Jobs:
1 - In the CMGen excerpt, why is the 5-cycle timing for the sequence UMULL; MLA not always correct? Answer in one to three sentences.
2 - Carry on the excerpt about CMGen and cycle-exact modeling from the point where it ends.

start Document excerpt

To illustrate the importance of CMGen for the development of a cycle-exact model, consider multiplication instructions: UMULL and MLA (see Listing 2). For some values their Execute lasts 3 and 2 cycles respectively, and 5 cycles for a sequence UMULL; MLA. However, a program generated by CMGen highlighted that the sequence is executed 1 cycle faster when there is one particular register dependency—the upper bits of the UMULL’s result are the accumulate value for MLA—and that the same effect occurs when there is one more instruction with the dependency (i.e., UMULL; MLA; MLA). CMGen’s automatic identification of problematic fragments supports even more convoluted cases: for instance, CMGen reduced a program to a sequence of five branching instructions resulting in accesses to a particular cache line, which highlighted an issue in an initialization of the cache in some of our programs.

end Document excerpt
start Information provided

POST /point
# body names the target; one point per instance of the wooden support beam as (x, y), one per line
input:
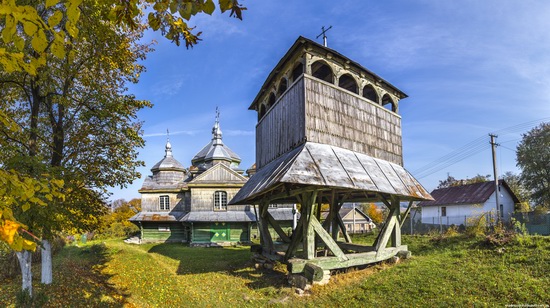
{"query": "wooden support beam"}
(297, 237)
(355, 247)
(296, 265)
(277, 228)
(309, 234)
(313, 272)
(267, 241)
(327, 239)
(343, 228)
(383, 237)
(406, 213)
(396, 233)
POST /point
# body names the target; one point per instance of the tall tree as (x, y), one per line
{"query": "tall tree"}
(451, 181)
(514, 181)
(533, 157)
(76, 123)
(64, 87)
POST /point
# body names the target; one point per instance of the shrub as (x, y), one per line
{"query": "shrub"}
(476, 226)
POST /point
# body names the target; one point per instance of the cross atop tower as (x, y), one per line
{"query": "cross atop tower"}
(323, 33)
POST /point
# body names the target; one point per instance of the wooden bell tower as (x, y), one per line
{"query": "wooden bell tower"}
(328, 132)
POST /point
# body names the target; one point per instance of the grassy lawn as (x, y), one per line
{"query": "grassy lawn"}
(455, 271)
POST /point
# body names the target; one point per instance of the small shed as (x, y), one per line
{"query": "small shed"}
(457, 205)
(328, 132)
(355, 220)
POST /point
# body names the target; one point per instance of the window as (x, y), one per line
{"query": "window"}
(322, 71)
(370, 93)
(164, 203)
(261, 113)
(282, 87)
(347, 82)
(297, 71)
(220, 201)
(271, 100)
(388, 103)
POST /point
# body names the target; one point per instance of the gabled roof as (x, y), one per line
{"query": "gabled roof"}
(157, 216)
(305, 43)
(344, 211)
(219, 173)
(215, 149)
(315, 164)
(466, 194)
(168, 163)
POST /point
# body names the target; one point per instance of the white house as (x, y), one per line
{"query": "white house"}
(459, 204)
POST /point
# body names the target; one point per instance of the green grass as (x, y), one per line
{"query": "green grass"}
(449, 271)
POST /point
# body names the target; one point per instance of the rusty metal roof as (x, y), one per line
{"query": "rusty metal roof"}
(466, 194)
(157, 216)
(314, 164)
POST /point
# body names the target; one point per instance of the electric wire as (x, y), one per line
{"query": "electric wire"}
(476, 146)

end Information provided

Results in order:
1 - A program generated by CMGen showed that the sequence runs 1 cycle faster when there is one particular register dependency: the upper bits of UMULL's result serve as the accumulate value for MLA. The same effect occurs when one more instruction has that dependency, as in UMULL; MLA; MLA.

2 -
Finally, we envision much broader applicability of CMGen. For instance, by generating programs with relaxed correctness rules and verifying them with CMEmu, which strictly follows the ARMv7-M specification, we found and reported a few bugs in GNU Binutils (bugs no. 27066, 27065, 27099, and 27096). As future work, CMGen could be extended with a satisfiability solver to generate peculiar register dependencies with strict requirements (e.g., as in Listing 2).

##### B. Observing Unobservable (“Gadgets”)

The performance counters of Cortex-M3 provide only cumulative, top-level information about an execution. For instance, it is directly measurable with CYCCNT that executing ADD RA, RB from the 0-wait-state GPRAM lasts 1 cycle. Executing the instruction from the 2-wait-state Flash with the line buffer and cache disabled lasts 3 cycles. This is due to pipeline stalls, which is confirmed by the CPICNT counter; however, it is not directly observable whether Fetch

or Execute of the instructions is prolonged. Additional insights into the processor could be obtained through tracing modules (e.g., ETM [47]) or energy leakage (e.g., with electromagnetic probes [18], [19]). However, this would violate our assumption of only in-code measurements, and even then not all details essential for a cycle-exact model could be observed directly.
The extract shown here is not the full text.